:: Extrait du texte

Les Bordelais de Nastyjoe n’ont pas dit leur dernier mot et reviennent de plus belle avec un nouveau single très attendu intitulé Strange Place. Après un EP en 2022 très convaincant et des prestations live qui ont assuré cette certitude, ils entameront un nouveau chapitre début 2026 avec un nouveau disque qui prendra la forme d’un album prévu avec À Tant Rêver du Roi.

Strange Place, réalisé par Robin Rauner, membre du groupe, fait état d’un pont qui se dresse entre le présent et le futur. Cet état d’âme est celui qui s’installe entre la vie et la mort, entre la souffrance et la joie, entre le fantasme et la réalité, entre la toxicité et la pureté, brouillant toutes les convictions, manipulant nos émotions, nous ôtant toute clairvoyance. Le discernement occulté, comme les effets de l’amour l’occultent. À coup de flashbacks et de flashforwards, le groupe nous trimballe dans une situation pleine de contrastes dont l’œil de Robin se joue.

D’ailleurs, c’est bien d’amour dont il est question. Un amour en berne, un amour toxique, un amour passé, qu’on recrée dans un présent mais qu’on distingue dans le rétro et qu’on s’imagine en boucle dans le futur. Cet amour se morcelle, consume et tamponne la mémoire. S’en détacher déclencherait presque l’instinct de survie. Puis, chaque lieu crée une réminiscence, chaque objet est gorgé de rires obsolètes et devient personnification. Ce sentiment si fort agit tel un poison qui coule et roule doucement dans nos veines, pour mieux s’imprégner, pour mieux forger le sang-froid plus tard. Mais, ce passé encore présent engendre un présent misérable et un futur vide, noir, à l’image d’une cave et tout ce qu’on peut lui associer de plus morbide et triste. Alors, on se recroqueville, on devient chétif.

::::
:: Extraits de données

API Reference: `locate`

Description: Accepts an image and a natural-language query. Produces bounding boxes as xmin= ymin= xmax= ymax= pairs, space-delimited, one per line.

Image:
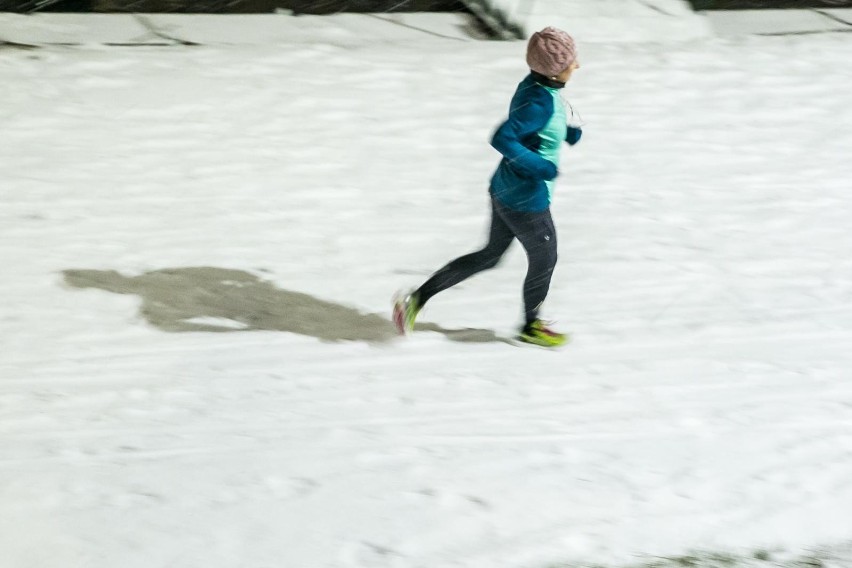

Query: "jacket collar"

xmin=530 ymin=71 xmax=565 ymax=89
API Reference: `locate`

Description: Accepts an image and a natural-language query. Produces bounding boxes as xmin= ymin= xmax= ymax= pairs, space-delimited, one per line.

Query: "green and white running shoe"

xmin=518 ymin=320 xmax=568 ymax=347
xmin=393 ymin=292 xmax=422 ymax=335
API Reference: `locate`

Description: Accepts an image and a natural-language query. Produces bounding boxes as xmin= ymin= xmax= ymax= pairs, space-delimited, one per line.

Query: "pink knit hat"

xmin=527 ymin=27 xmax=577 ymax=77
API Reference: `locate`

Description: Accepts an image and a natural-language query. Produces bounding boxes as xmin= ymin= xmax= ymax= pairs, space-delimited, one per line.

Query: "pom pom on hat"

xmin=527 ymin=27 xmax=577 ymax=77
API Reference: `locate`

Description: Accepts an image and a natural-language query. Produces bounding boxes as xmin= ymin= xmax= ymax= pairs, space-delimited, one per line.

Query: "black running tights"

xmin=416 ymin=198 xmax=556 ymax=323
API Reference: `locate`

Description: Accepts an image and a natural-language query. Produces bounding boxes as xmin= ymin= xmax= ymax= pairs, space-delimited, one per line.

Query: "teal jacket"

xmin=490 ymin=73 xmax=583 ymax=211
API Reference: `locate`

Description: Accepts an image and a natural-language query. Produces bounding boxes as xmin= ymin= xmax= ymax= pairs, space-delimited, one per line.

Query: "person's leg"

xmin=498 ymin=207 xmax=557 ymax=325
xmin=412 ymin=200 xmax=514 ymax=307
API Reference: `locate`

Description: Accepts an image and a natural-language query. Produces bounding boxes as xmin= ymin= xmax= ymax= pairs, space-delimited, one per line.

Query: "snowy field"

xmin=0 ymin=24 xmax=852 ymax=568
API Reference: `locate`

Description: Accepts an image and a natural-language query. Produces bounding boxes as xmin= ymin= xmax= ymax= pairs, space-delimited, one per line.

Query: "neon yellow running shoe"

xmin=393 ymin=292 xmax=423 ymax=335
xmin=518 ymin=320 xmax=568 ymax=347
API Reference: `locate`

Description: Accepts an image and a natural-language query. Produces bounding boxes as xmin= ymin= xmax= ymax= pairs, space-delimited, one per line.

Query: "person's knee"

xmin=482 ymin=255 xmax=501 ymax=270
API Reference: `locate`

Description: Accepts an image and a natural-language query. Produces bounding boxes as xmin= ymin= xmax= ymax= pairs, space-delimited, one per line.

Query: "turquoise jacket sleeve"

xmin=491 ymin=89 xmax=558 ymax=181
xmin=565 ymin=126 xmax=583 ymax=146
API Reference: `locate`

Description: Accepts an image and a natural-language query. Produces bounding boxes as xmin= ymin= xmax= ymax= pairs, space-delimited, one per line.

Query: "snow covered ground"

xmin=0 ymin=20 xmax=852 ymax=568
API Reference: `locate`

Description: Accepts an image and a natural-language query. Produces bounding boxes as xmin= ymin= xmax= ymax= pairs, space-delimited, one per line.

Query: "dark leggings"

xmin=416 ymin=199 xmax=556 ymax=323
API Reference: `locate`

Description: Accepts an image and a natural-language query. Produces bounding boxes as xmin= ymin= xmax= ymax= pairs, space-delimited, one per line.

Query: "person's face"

::::

▶ [Consignes de l'exercice]:
1. Recopiez tout le passage de l'extrait sur Nastyjoe qui va de « Strange Place, réalisé » jusqu'à « Robin se joue. ».
2. Indiquez si chacune des affirmations suivantes concorde avec l'extrait sur Nastyjoe, en répondant par oui ou par non et en citant les mots de l'extrait qui permettent de trancher : (a) Strange Place a été réalisé par un membre du groupe. (b) Le nouvel album du groupe est prévu pour la fin de l'année 2026. (c) Le groupe a sorti un EP en 2022.
Les entrées ne sont pas nécessaires pour cet exercice.

▶ [Corrigé]:
1.
Strange Place, réalisé par Robin Rauner, membre du groupe, fait état d’un pont qui se dresse entre le présent et le futur. Cet état d’âme est celui qui s’installe entre la vie et la mort, entre la souffrance et la joie, entre le fantasme et la réalité, entre la toxicité et la pureté, brouillant toutes les convictions, manipulant nos émotions, nous ôtant toute clairvoyance. Le discernement occulté, comme les effets de l’amour l’occultent. À coup de flashbacks et de flashforwards, le groupe nous trimballe dans une situation pleine de contrastes dont l’œil de Robin se joue.

2.
(a) Oui : « réalisé par Robin Rauner, membre du groupe ».
(b) Non : « ils entameront un nouveau chapitre début 2026 ».
(c) Oui : « Après un EP en 2022 très convaincant ».